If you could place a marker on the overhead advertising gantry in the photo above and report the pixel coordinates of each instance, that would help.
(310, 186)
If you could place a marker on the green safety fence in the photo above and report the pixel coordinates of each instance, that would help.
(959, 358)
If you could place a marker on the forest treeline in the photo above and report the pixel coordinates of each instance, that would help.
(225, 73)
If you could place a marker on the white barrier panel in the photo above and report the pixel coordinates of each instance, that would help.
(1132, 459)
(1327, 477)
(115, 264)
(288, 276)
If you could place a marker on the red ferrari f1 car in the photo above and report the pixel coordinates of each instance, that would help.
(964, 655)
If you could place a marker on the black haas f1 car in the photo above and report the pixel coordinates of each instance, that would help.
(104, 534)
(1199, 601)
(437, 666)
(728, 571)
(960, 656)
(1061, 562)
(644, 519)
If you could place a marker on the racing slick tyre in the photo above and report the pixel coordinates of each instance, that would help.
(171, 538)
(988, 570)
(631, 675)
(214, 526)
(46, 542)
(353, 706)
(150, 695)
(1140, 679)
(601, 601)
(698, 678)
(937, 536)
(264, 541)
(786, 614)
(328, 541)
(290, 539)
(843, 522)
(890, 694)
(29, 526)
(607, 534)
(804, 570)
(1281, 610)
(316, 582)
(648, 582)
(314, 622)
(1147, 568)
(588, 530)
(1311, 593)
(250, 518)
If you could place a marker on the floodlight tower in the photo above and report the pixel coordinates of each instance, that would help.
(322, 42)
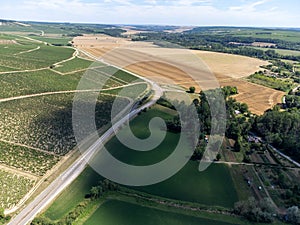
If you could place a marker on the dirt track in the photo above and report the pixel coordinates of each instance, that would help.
(178, 65)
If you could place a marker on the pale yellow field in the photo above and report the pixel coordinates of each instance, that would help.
(184, 67)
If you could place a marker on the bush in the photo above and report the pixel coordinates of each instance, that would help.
(256, 211)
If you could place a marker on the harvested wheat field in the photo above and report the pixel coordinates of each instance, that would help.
(186, 68)
(7, 42)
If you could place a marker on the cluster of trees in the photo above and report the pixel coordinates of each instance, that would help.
(292, 101)
(221, 43)
(293, 215)
(256, 211)
(238, 120)
(102, 187)
(3, 218)
(281, 129)
(96, 192)
(272, 82)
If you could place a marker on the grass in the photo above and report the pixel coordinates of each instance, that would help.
(123, 213)
(54, 41)
(284, 52)
(26, 159)
(73, 194)
(13, 188)
(275, 83)
(74, 64)
(46, 122)
(214, 187)
(15, 56)
(17, 84)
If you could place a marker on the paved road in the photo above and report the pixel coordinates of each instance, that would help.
(277, 151)
(66, 178)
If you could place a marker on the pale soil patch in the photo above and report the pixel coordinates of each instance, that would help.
(146, 59)
(179, 30)
(234, 66)
(263, 44)
(257, 97)
(7, 42)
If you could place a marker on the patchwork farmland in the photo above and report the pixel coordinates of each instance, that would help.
(146, 59)
(38, 82)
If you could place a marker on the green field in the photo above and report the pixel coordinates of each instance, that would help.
(212, 187)
(281, 51)
(52, 40)
(73, 194)
(122, 213)
(45, 122)
(271, 82)
(15, 56)
(13, 188)
(75, 64)
(26, 159)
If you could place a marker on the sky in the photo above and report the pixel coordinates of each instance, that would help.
(258, 13)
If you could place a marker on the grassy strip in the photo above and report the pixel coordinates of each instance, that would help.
(271, 82)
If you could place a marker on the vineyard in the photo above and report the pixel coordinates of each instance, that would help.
(13, 188)
(46, 122)
(38, 83)
(26, 159)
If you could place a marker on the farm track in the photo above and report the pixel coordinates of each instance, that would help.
(31, 50)
(228, 73)
(19, 172)
(30, 147)
(66, 92)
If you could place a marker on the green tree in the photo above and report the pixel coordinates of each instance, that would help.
(192, 90)
(95, 192)
(2, 215)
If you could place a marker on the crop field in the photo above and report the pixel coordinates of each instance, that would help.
(52, 40)
(20, 57)
(257, 97)
(275, 83)
(228, 69)
(49, 126)
(282, 51)
(212, 187)
(26, 83)
(13, 188)
(292, 36)
(26, 159)
(75, 65)
(129, 214)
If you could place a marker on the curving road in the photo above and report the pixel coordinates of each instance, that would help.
(67, 177)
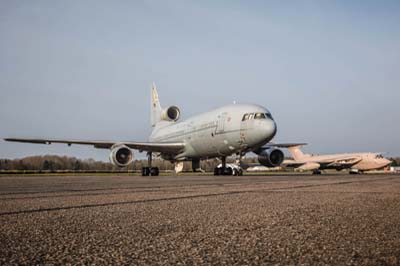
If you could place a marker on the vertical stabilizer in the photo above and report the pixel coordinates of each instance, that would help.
(296, 152)
(155, 106)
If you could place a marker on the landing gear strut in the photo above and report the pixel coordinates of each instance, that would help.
(153, 171)
(223, 170)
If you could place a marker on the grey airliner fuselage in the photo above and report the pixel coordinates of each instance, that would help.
(220, 132)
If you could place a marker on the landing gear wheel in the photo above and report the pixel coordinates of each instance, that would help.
(228, 171)
(154, 171)
(216, 171)
(145, 171)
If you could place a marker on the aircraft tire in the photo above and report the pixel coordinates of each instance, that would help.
(216, 171)
(228, 171)
(145, 171)
(154, 171)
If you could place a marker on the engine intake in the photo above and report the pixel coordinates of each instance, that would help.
(121, 156)
(271, 158)
(171, 113)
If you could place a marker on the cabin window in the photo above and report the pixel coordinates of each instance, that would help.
(259, 116)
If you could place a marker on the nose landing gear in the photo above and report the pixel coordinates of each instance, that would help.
(150, 171)
(228, 169)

────

Task requirements >> Only the lines from the one containing "If you could place a marker on the vertical" through the end of the material should be reproduced, exactly, with both ends included.

Response >>
If you could place a marker on the vertical stabilizer in the photo above and report the pixel coordinates of each instance, that would help.
(296, 152)
(155, 106)
If you could place a marker on the landing gear strut in the photo above and report the pixel coordinates of each instance, that would help.
(153, 171)
(223, 170)
If you could place a marker on the grey airliner fuselage in the photo above and report the pixel coordinates of each instance, that would help.
(220, 132)
If you could place a marker on the landing gear wheel in the photo above and report the pixel coordinates of each instance, that would help.
(228, 171)
(154, 171)
(216, 171)
(145, 171)
If you could place a marker on the aircraft tire in the photo above and report the pixel coordinates of each instance, that would help.
(216, 171)
(228, 171)
(145, 171)
(154, 171)
If you could place a marker on the engine intake in the photo above and report the pixel coordinates of each instance, that would help.
(121, 156)
(271, 158)
(171, 113)
If you could place a marker on the cabin window in the photo above and report the pixel coordinates of each instance, that would help.
(259, 116)
If you could place a marker on the nose landing gear in the photo above and report the pixel coordinates of each instance, that would help.
(150, 171)
(228, 169)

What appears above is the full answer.